• Sonuç bulunamadı

1.6. DÜNYADA TRAFİK KAZALARININ BOYUTLARI

2.1.3. Kalkınma Kuramlarının Gelişimi

2.1.3.3. Modern Kuramlar

Fiziki üretim faktörlerini esas alan ve teknolojinin dışsal bir etken olarak varsayıldığı neo-klasik kalkınma kuramları yerine, kalkınma kuramlarının gelişmesinde, ekonomik büyümeyi belirleyen etkenler üzerindeki tartışmaların etkisiyle, beşeri sermayenin belirleyici etkisinin olduğu ve teknolojinin içsel etken kabul edildiği büyüme yaklaşımları geliştirilmiştir. Bu büyüme modellerinin etkisiyle kalkınma bakış açısında değişik görüşlerin ortaya atılması sağlanmıştır. Modern kalkınma kuramları başlığı altında değerlendirilebilecek bu yaklaşımlar içinde, Arrow, Lucas ve Romer’in geliştirdiği modeller, beşeri sermaye, bilgi birikimi, Ar-Ge ve teknoloji gibi parametreleri büyümenin içsel değişkenleri şeklinde izah ederek ülke yönetimlerinin bu ve benzeri konularda aktif rol üstlenmesi gereğine vurgu yapmışlardır (Çiftçi ve Aykaç, 2011: 161).

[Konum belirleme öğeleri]
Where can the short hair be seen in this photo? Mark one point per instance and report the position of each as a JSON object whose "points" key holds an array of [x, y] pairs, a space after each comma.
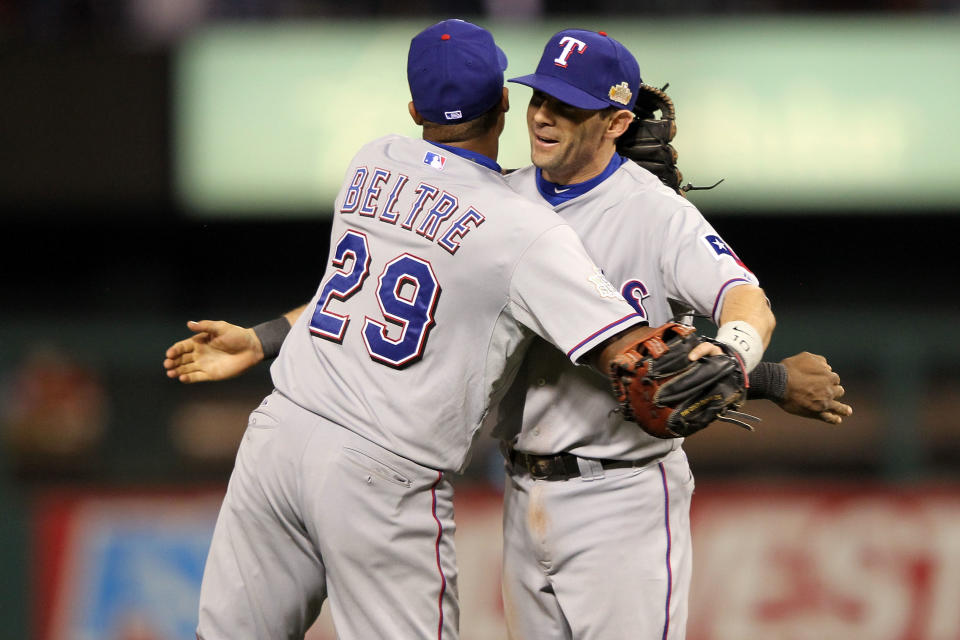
{"points": [[461, 131]]}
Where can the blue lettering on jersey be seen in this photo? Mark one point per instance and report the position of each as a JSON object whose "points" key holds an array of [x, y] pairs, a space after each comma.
{"points": [[443, 219], [369, 207], [434, 160]]}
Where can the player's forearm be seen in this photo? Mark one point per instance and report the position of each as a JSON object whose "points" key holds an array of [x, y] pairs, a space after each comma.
{"points": [[768, 381], [272, 333], [749, 304]]}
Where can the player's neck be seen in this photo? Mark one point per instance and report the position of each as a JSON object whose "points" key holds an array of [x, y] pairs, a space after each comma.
{"points": [[565, 175]]}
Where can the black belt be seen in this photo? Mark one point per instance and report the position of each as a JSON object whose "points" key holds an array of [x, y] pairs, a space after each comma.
{"points": [[560, 466]]}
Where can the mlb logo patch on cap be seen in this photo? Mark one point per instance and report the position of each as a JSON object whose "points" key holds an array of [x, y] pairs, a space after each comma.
{"points": [[435, 160]]}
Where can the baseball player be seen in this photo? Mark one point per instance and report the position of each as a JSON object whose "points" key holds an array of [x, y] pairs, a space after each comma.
{"points": [[434, 287], [596, 512], [220, 350]]}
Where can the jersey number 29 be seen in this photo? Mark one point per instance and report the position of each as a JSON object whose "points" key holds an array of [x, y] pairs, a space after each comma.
{"points": [[407, 293]]}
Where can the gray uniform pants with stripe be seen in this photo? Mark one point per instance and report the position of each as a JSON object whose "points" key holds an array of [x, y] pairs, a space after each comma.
{"points": [[599, 558], [314, 511]]}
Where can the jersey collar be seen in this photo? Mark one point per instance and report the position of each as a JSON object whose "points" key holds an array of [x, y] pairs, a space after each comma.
{"points": [[479, 158], [557, 194]]}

[Görevler]
a. Kalkınma kuramları metninde "2.1.3.3. Modern Kuramlar" ile "Aykaç, 2011: 161)." arasındaki bölümü, her iki uç da dahil, harfi harfine yineleyin.
b. Satırlardaki "Where can the baseball" ifadesini içeren satırdan satırların sonuna kadar olan kısmı, iki uç da dahil, boş satırları atlayarak numaralı liste biçiminde ifade edin.
Kalkınma kuramları metni ile satırlar birbirinden bağımsız iki ayrı malzemedir.

[Çözümlü Yanıtlar]
a.
2.1.3.3. Modern Kuramlar

Fiziki üretim faktörlerini esas alan ve teknolojinin dışsal bir etken olarak varsayıldığı neo-klasik kalkınma kuramları yerine, kalkınma kuramlarının gelişmesinde, ekonomik büyümeyi belirleyen etkenler üzerindeki tartışmaların etkisiyle, beşeri sermayenin belirleyici etkisinin olduğu ve teknolojinin içsel etken kabul edildiği büyüme yaklaşımları geliştirilmiştir. Bu büyüme modellerinin etkisiyle kalkınma bakış açısında değişik görüşlerin ortaya atılması sağlanmıştır. Modern kalkınma kuramları başlığı altında değerlendirilebilecek bu yaklaşımlar içinde, Arrow, Lucas ve Romer’in geliştirdiği modeller, beşeri sermaye, bilgi birikimi, Ar-Ge ve teknoloji gibi parametreleri büyümenin içsel değişkenleri şeklinde izah ederek ülke yönetimlerinin bu ve benzeri konularda aktif rol üstlenmesi gereğine vurgu yapmışlardır (Çiftçi ve Aykaç, 2011: 161).

b.
1. Where can the baseball player be seen in this photo? Mark one point per instance and report the position of each as a JSON object whose "points" key holds an array of [x, y] pairs, a space after each comma.
2. {"points": [[434, 287], [596, 512], [220, 350]]}
3. Where can the jersey number 29 be seen in this photo? Mark one point per instance and report the position of each as a JSON object whose "points" key holds an array of [x, y] pairs, a space after each comma.
4. {"points": [[407, 293]]}
5. Where can the gray uniform pants with stripe be seen in this photo? Mark one point per instance and report the position of each as a JSON object whose "points" key holds an array of [x, y] pairs, a space after each comma.
6. {"points": [[599, 558], [314, 511]]}
7. Where can the jersey collar be seen in this photo? Mark one point per instance and report the position of each as a JSON object whose "points" key holds an array of [x, y] pairs, a space after each comma.
8. {"points": [[479, 158], [557, 194]]}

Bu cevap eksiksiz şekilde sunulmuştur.